Referring expression pointing data:
+++

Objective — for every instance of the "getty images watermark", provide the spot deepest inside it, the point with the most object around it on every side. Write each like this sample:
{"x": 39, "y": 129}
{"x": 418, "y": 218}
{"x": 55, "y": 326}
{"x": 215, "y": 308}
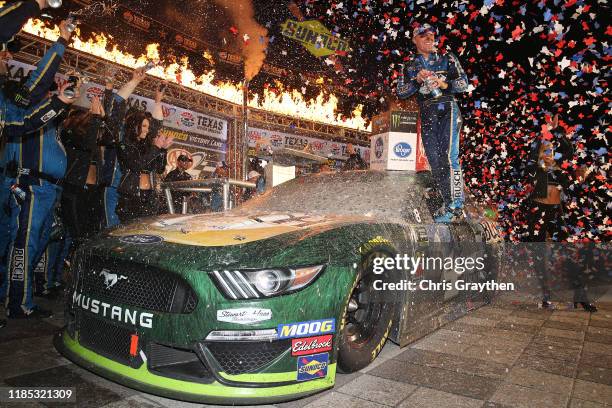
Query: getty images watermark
{"x": 458, "y": 265}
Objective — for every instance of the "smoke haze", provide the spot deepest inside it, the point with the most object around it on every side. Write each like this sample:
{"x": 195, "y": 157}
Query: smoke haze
{"x": 253, "y": 50}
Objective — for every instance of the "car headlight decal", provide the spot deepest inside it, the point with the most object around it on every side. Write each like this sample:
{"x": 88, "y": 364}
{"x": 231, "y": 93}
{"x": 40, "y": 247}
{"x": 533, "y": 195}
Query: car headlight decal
{"x": 253, "y": 284}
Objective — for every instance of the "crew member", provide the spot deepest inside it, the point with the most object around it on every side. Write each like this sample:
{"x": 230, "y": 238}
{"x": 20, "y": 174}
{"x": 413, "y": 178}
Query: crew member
{"x": 32, "y": 167}
{"x": 183, "y": 163}
{"x": 141, "y": 155}
{"x": 437, "y": 78}
{"x": 354, "y": 162}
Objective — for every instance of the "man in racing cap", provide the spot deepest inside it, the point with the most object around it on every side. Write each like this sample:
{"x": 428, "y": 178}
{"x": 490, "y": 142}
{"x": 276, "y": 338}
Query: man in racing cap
{"x": 435, "y": 78}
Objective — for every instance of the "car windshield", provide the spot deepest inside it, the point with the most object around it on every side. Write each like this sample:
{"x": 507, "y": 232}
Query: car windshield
{"x": 385, "y": 195}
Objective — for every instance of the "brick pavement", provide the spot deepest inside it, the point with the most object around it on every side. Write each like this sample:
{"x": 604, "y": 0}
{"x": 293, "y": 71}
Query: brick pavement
{"x": 501, "y": 355}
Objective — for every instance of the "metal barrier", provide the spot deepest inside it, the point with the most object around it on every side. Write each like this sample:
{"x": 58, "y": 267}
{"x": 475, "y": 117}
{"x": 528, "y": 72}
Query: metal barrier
{"x": 202, "y": 186}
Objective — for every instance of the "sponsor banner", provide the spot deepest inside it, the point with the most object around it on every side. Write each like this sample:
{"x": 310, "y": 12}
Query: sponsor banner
{"x": 174, "y": 117}
{"x": 315, "y": 37}
{"x": 311, "y": 345}
{"x": 264, "y": 140}
{"x": 203, "y": 161}
{"x": 244, "y": 316}
{"x": 111, "y": 279}
{"x": 305, "y": 329}
{"x": 312, "y": 367}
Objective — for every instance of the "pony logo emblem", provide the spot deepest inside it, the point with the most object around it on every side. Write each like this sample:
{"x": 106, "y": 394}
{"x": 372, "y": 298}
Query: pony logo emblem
{"x": 111, "y": 279}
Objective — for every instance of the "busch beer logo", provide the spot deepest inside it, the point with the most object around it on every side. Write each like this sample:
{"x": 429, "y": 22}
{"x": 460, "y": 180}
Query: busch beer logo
{"x": 312, "y": 367}
{"x": 187, "y": 119}
{"x": 111, "y": 279}
{"x": 379, "y": 147}
{"x": 457, "y": 184}
{"x": 402, "y": 150}
{"x": 305, "y": 329}
{"x": 17, "y": 267}
{"x": 311, "y": 345}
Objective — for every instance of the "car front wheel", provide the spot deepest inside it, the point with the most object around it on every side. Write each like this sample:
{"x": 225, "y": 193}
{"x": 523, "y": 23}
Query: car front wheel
{"x": 368, "y": 317}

+++

Without the pictures, set down every entry exactly.

Objective — for every instance of the "getty images watermark", provide the spot deepest inside it, the point with the most object around it on every side. Write each like this sample:
{"x": 39, "y": 129}
{"x": 418, "y": 218}
{"x": 55, "y": 326}
{"x": 215, "y": 308}
Query: getty images watermark
{"x": 458, "y": 265}
Objective — for every instance of the "smoke haze", provide the spot deepest inside it, the point with the most object around it on every side. Write each like this sample:
{"x": 195, "y": 157}
Query: smoke haze
{"x": 253, "y": 50}
Objective — for every instance of the "car headlight decal", provide the spot deepest inside it, the point with the most object around it on every side. Write each like this sample:
{"x": 88, "y": 364}
{"x": 231, "y": 93}
{"x": 40, "y": 247}
{"x": 533, "y": 195}
Query: car headlight decal
{"x": 253, "y": 284}
Objective — for every instance of the "crew member", provide the spot deepest inside it, the point with the most object around it on every side. Write each like this sample:
{"x": 230, "y": 238}
{"x": 20, "y": 174}
{"x": 413, "y": 178}
Query: crew member
{"x": 32, "y": 167}
{"x": 183, "y": 163}
{"x": 141, "y": 155}
{"x": 437, "y": 78}
{"x": 354, "y": 162}
Objective — for every instance of the "man in racing cap", provide the spot deepest inside it, the point with the most object around it on every side. Write each like this sample:
{"x": 428, "y": 178}
{"x": 490, "y": 142}
{"x": 276, "y": 338}
Query: man in racing cap
{"x": 435, "y": 78}
Objective — for every instance of the "car windshield", provide the spot deepest inside it, the point with the most object around it on every side. Write each like this sample:
{"x": 507, "y": 232}
Query: car windshield
{"x": 385, "y": 195}
Objective — for every instance of the "brick pavement", provide the spot deepest inside it, the point with the most object around it on every side. Write each like this sample:
{"x": 604, "y": 0}
{"x": 293, "y": 71}
Query: brick pavement
{"x": 501, "y": 355}
Objective — for every instance of the "metal barrier", provide the spot deepest inside it, the point with the most object around it on every side. Write each like this sample:
{"x": 58, "y": 267}
{"x": 475, "y": 117}
{"x": 528, "y": 72}
Query: metal barrier
{"x": 202, "y": 186}
Objective — for every instance of the "sponsor banner", provide the spot deepest inside it, the point with the most object around it on every side. Write each like this sample:
{"x": 310, "y": 12}
Query: sponsor banner
{"x": 174, "y": 117}
{"x": 315, "y": 37}
{"x": 311, "y": 345}
{"x": 264, "y": 140}
{"x": 203, "y": 161}
{"x": 244, "y": 316}
{"x": 111, "y": 279}
{"x": 305, "y": 329}
{"x": 312, "y": 367}
Objective — for every instance of the "pony logo emblem", provide the spot deepest inside it, the point with the most object around it on every side. Write each like this sample:
{"x": 106, "y": 394}
{"x": 372, "y": 298}
Query: pony logo emblem
{"x": 111, "y": 279}
Objective — for every instance of the "busch beer logo", provide the spot deepest inside it, the point with the most object around it on every side. Write each like this sample:
{"x": 429, "y": 22}
{"x": 460, "y": 180}
Query: busch beer logo
{"x": 312, "y": 367}
{"x": 187, "y": 119}
{"x": 111, "y": 279}
{"x": 379, "y": 147}
{"x": 457, "y": 184}
{"x": 402, "y": 150}
{"x": 305, "y": 329}
{"x": 17, "y": 267}
{"x": 311, "y": 345}
Objective — for every instance of the "car front wheel", provide the spot deepest inside it, the point with the most object around it on every side. Write each like this sample:
{"x": 225, "y": 193}
{"x": 523, "y": 23}
Query: car front wheel
{"x": 368, "y": 317}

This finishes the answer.